--- THE RECORDS ---

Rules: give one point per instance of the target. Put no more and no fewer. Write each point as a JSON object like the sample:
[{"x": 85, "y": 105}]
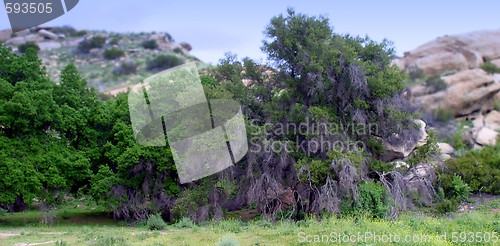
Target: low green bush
[
  {"x": 156, "y": 222},
  {"x": 113, "y": 53},
  {"x": 150, "y": 44},
  {"x": 228, "y": 241},
  {"x": 490, "y": 67},
  {"x": 23, "y": 47}
]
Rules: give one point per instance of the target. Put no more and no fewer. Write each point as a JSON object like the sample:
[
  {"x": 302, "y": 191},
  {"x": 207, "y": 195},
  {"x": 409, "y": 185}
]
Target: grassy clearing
[{"x": 420, "y": 229}]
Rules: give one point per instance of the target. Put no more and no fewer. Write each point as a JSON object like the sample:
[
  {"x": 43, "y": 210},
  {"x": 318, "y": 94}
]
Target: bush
[
  {"x": 95, "y": 42},
  {"x": 163, "y": 62},
  {"x": 436, "y": 83},
  {"x": 490, "y": 67},
  {"x": 81, "y": 33},
  {"x": 126, "y": 68},
  {"x": 150, "y": 44},
  {"x": 113, "y": 53},
  {"x": 23, "y": 47},
  {"x": 228, "y": 241},
  {"x": 442, "y": 115},
  {"x": 155, "y": 222},
  {"x": 114, "y": 41},
  {"x": 480, "y": 170}
]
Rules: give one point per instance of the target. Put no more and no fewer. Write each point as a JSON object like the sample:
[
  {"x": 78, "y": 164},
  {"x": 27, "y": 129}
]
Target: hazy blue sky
[{"x": 215, "y": 27}]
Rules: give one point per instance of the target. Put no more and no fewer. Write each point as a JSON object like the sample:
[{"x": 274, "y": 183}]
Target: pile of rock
[{"x": 41, "y": 35}]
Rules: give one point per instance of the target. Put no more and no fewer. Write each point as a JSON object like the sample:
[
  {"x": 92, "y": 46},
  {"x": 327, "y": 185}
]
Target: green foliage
[
  {"x": 373, "y": 200},
  {"x": 490, "y": 67},
  {"x": 423, "y": 153},
  {"x": 126, "y": 68},
  {"x": 479, "y": 169},
  {"x": 228, "y": 241},
  {"x": 150, "y": 44},
  {"x": 81, "y": 33},
  {"x": 23, "y": 47},
  {"x": 113, "y": 53},
  {"x": 380, "y": 166},
  {"x": 155, "y": 222},
  {"x": 436, "y": 83},
  {"x": 190, "y": 201},
  {"x": 163, "y": 62}
]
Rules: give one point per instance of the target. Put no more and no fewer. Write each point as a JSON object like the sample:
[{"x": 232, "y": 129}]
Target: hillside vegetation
[{"x": 315, "y": 124}]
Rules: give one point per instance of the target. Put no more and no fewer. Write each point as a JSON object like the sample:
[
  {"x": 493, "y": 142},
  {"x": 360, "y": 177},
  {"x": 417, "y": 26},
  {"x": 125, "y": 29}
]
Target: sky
[{"x": 216, "y": 27}]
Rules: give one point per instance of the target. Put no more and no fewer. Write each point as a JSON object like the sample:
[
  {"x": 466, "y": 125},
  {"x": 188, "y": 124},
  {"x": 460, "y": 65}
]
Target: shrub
[
  {"x": 150, "y": 44},
  {"x": 155, "y": 222},
  {"x": 436, "y": 83},
  {"x": 113, "y": 53},
  {"x": 23, "y": 47},
  {"x": 126, "y": 68},
  {"x": 66, "y": 30},
  {"x": 415, "y": 73},
  {"x": 95, "y": 42},
  {"x": 163, "y": 62},
  {"x": 490, "y": 67},
  {"x": 228, "y": 241}
]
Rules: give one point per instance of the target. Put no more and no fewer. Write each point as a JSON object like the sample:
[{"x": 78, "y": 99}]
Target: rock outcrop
[
  {"x": 454, "y": 53},
  {"x": 469, "y": 91},
  {"x": 400, "y": 146}
]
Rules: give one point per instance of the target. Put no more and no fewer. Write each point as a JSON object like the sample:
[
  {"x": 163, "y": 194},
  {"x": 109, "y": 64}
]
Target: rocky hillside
[
  {"x": 458, "y": 76},
  {"x": 110, "y": 73}
]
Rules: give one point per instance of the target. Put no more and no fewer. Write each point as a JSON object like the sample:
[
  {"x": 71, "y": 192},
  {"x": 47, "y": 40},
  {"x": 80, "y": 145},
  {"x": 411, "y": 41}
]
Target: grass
[{"x": 423, "y": 227}]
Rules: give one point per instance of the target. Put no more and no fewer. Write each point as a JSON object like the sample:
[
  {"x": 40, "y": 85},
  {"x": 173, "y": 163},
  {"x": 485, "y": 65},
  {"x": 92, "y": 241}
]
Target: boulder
[
  {"x": 400, "y": 146},
  {"x": 486, "y": 136},
  {"x": 492, "y": 120},
  {"x": 15, "y": 41},
  {"x": 186, "y": 46},
  {"x": 496, "y": 62},
  {"x": 446, "y": 148},
  {"x": 47, "y": 34},
  {"x": 163, "y": 41},
  {"x": 454, "y": 52},
  {"x": 464, "y": 96}
]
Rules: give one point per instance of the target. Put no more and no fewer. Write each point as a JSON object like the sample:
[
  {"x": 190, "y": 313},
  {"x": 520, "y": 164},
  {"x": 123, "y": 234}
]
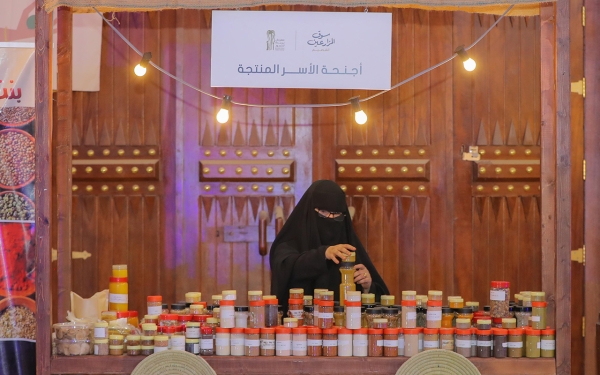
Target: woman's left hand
[{"x": 362, "y": 277}]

---

Repeat verbatim all the material, but not the pictures.

§ REPLY:
Rules: give one point per instance of the target. Put no more and no fewer. Write each point as a JSON object like the sample:
[{"x": 85, "y": 105}]
Target: low green bush
[
  {"x": 156, "y": 222},
  {"x": 113, "y": 53},
  {"x": 150, "y": 44},
  {"x": 228, "y": 241},
  {"x": 490, "y": 67},
  {"x": 23, "y": 47}
]
Rules: give one point per instance of the target. Put no more and no fewer. Write each point as a JSON object like the sample:
[
  {"x": 302, "y": 191},
  {"x": 207, "y": 195},
  {"x": 409, "y": 185}
]
Target: grassy clearing
[{"x": 420, "y": 229}]
Rules: give one point per instance of the target. Put no more and no fewer. Write each point as a JSON object like the sample:
[
  {"x": 43, "y": 210},
  {"x": 318, "y": 94}
]
Target: bush
[
  {"x": 95, "y": 42},
  {"x": 163, "y": 62},
  {"x": 436, "y": 83},
  {"x": 490, "y": 67},
  {"x": 81, "y": 33},
  {"x": 126, "y": 68},
  {"x": 150, "y": 44},
  {"x": 113, "y": 53},
  {"x": 23, "y": 47},
  {"x": 228, "y": 241},
  {"x": 442, "y": 115},
  {"x": 155, "y": 222},
  {"x": 114, "y": 41},
  {"x": 480, "y": 170}
]
Rules: give one point per instance of the target. Put no more and no fewer. Write each point as a JSON object like the sample:
[
  {"x": 78, "y": 164},
  {"x": 27, "y": 129}
]
Target: hazy blue sky
[{"x": 215, "y": 27}]
Rules: give one point per instance of the target. Put no more and no fewer. Write each point as a JSON object like the sample:
[{"x": 274, "y": 183}]
Target: pile of rock
[{"x": 41, "y": 35}]
Rules: give one point per instance of the target. Put no more and no fewer. Write each point as a JSON object like the sample:
[
  {"x": 92, "y": 46},
  {"x": 327, "y": 185}
]
Target: green foliage
[
  {"x": 373, "y": 200},
  {"x": 490, "y": 67},
  {"x": 423, "y": 153},
  {"x": 126, "y": 68},
  {"x": 479, "y": 169},
  {"x": 228, "y": 241},
  {"x": 150, "y": 44},
  {"x": 81, "y": 33},
  {"x": 23, "y": 47},
  {"x": 113, "y": 53},
  {"x": 380, "y": 166},
  {"x": 155, "y": 222},
  {"x": 436, "y": 83},
  {"x": 190, "y": 201},
  {"x": 163, "y": 62}
]
Rules: give one point per instance of the target. Put no more and no fewer. Write each point as a JSON object like the sample:
[{"x": 232, "y": 129}]
Target: hillside vegetation
[{"x": 315, "y": 124}]
Rules: give one point per instance of the target. Put no more and no fewer. Write each point as a JSON object like the sample:
[
  {"x": 493, "y": 142},
  {"x": 360, "y": 177},
  {"x": 417, "y": 26},
  {"x": 125, "y": 29}
]
Target: sky
[{"x": 216, "y": 27}]
Rules: give one point per instance of the target. Put no more and no fewer. Write each point as a JSON object like the sample:
[
  {"x": 466, "y": 125},
  {"x": 188, "y": 124},
  {"x": 460, "y": 65}
]
Target: shrub
[
  {"x": 150, "y": 44},
  {"x": 155, "y": 222},
  {"x": 436, "y": 83},
  {"x": 113, "y": 53},
  {"x": 23, "y": 47},
  {"x": 126, "y": 68},
  {"x": 66, "y": 30},
  {"x": 415, "y": 73},
  {"x": 95, "y": 42},
  {"x": 163, "y": 62},
  {"x": 490, "y": 67},
  {"x": 228, "y": 241}
]
Rules: give one point per instance of the target. Put no more and no fewer. Write each point as a JSON object like the sample:
[{"x": 78, "y": 99}]
Target: rock outcrop
[
  {"x": 454, "y": 53},
  {"x": 469, "y": 91},
  {"x": 400, "y": 146}
]
Rules: give one point per instance of the target. Put no more and no fewer. Write each point as a JSON object like the sample:
[
  {"x": 163, "y": 194},
  {"x": 109, "y": 64}
]
Target: rocky hillside
[
  {"x": 458, "y": 76},
  {"x": 110, "y": 73}
]
Rules: give one point per instance of the target. Put no more and no fewer. Write each point as a JSON object like the sample:
[
  {"x": 71, "y": 192},
  {"x": 47, "y": 40},
  {"x": 80, "y": 145},
  {"x": 411, "y": 41}
]
Target: grass
[{"x": 423, "y": 227}]
Rules: give one point per instance of the target. Put no more and no fewer. Write each point as a JSON object like the sample:
[
  {"x": 40, "y": 85},
  {"x": 173, "y": 163},
  {"x": 485, "y": 65},
  {"x": 92, "y": 241}
]
Target: boulder
[
  {"x": 400, "y": 146},
  {"x": 486, "y": 136},
  {"x": 492, "y": 120},
  {"x": 15, "y": 41},
  {"x": 186, "y": 46},
  {"x": 496, "y": 62},
  {"x": 446, "y": 148},
  {"x": 47, "y": 34},
  {"x": 163, "y": 41},
  {"x": 454, "y": 52},
  {"x": 464, "y": 96}
]
Rules: give one point per instance of the target. Put no more and no fewer. Write each point as a JSON object like the sample:
[
  {"x": 190, "y": 313},
  {"x": 520, "y": 164},
  {"x": 123, "y": 234}
]
Target: woman's left hand
[{"x": 362, "y": 277}]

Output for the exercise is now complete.